◆ Task brief:
Some entries follow. Reproduce exactly the lines starting at the one with "Mark the innermost point of each instance of the woman." and stopping after the one with "Mark the innermost point of each instance of the white blouse".

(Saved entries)
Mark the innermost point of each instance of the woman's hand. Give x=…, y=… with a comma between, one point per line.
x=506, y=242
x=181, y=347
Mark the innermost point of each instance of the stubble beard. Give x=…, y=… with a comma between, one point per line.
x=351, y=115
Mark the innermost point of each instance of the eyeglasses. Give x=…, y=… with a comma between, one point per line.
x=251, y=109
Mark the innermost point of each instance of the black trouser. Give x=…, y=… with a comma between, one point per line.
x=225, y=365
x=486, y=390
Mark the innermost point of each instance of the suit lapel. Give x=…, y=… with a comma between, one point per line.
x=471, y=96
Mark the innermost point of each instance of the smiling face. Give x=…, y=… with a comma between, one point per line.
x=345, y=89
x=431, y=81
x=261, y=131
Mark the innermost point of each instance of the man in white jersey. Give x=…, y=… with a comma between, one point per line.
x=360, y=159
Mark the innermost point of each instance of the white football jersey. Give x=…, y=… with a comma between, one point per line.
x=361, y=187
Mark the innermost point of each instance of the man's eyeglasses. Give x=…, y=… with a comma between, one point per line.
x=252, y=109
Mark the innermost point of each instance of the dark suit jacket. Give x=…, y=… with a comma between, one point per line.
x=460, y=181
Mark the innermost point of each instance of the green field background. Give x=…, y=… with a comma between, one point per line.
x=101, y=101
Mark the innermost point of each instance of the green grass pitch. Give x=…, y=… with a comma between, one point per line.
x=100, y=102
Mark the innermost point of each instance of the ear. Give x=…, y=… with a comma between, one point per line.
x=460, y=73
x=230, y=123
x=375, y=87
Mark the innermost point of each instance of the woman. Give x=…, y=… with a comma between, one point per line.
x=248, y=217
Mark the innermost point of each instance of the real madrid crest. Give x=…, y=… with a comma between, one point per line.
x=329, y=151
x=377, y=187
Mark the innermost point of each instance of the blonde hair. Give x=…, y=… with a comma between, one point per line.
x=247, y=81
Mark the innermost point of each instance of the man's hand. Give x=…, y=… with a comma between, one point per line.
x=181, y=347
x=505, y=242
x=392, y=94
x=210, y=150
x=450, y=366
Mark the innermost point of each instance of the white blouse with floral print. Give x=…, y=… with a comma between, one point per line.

==

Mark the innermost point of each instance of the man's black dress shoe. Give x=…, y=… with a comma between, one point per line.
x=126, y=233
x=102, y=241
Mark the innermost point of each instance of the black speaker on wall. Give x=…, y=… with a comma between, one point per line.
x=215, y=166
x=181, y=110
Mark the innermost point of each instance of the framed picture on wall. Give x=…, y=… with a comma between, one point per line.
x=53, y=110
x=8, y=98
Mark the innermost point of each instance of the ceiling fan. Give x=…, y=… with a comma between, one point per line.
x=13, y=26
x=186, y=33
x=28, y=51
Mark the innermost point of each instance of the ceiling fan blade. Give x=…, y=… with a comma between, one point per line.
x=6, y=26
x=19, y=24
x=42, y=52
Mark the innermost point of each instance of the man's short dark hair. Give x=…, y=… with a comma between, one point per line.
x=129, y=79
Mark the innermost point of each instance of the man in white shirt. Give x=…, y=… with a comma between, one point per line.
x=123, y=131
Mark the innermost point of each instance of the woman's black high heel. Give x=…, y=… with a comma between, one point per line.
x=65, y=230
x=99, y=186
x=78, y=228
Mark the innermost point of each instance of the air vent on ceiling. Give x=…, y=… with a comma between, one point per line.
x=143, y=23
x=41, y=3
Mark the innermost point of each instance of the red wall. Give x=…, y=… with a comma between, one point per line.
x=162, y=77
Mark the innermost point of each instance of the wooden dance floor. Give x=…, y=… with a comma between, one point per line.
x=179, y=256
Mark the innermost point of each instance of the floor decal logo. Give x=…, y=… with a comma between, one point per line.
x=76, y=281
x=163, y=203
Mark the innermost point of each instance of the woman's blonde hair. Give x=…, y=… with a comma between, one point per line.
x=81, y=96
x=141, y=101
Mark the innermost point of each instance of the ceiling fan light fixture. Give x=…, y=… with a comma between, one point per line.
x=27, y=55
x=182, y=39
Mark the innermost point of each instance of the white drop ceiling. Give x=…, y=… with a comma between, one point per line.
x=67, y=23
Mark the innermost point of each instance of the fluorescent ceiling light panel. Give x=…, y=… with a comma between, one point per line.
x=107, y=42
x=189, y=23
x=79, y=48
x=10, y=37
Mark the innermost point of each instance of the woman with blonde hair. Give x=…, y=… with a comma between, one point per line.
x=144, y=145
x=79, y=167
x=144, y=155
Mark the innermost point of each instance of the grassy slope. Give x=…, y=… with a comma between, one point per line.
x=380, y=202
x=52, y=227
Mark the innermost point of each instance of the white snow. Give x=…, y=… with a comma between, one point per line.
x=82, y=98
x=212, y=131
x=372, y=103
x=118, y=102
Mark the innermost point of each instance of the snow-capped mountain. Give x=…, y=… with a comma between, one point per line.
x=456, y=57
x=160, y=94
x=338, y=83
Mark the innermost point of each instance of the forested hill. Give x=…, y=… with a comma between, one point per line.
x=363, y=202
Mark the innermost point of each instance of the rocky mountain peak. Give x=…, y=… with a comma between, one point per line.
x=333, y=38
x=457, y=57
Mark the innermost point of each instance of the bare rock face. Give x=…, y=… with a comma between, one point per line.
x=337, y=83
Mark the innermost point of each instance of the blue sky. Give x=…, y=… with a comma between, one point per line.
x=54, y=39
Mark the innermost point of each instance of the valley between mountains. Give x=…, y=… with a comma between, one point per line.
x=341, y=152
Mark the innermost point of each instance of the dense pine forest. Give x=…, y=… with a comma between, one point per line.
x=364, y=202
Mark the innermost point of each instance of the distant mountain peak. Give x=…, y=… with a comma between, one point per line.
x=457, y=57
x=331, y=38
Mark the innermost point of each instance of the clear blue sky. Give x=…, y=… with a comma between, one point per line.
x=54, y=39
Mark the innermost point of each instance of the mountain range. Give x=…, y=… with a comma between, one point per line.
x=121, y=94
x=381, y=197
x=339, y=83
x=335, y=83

◆ Output for this exercise:
Mark the innermost point of each instance of the woman. Give x=…, y=… with a comma between, one point per line.
x=248, y=217
Mark the innermost point of each instance of the real madrid crest. Give x=…, y=… with a comma between, one point per line.
x=329, y=151
x=377, y=187
Mark the innermost point of each instance of the blonde hair. Give x=…, y=… with a comma between, one point per line.
x=247, y=81
Mark the innermost point of each instance of the man's hand. Give x=…, y=… with a comma between, one point per line.
x=181, y=347
x=505, y=242
x=392, y=94
x=210, y=150
x=450, y=366
Mark the innermost point of each instance of the white blouse with floral print. Give x=…, y=… with a comma between, one point per line.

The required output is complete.